(Labeled-object pointing listing)
+--

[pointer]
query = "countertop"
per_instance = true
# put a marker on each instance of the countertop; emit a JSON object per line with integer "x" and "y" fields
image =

+--

■ **SHORT PROBLEM**: Copy the listing above line for line, without changing anything.

■ **TASK RESULT**:
[pointer]
query = "countertop"
per_instance = true
# put a marker on each instance of the countertop; emit a JSON object per line with integer "x" and "y" fields
image =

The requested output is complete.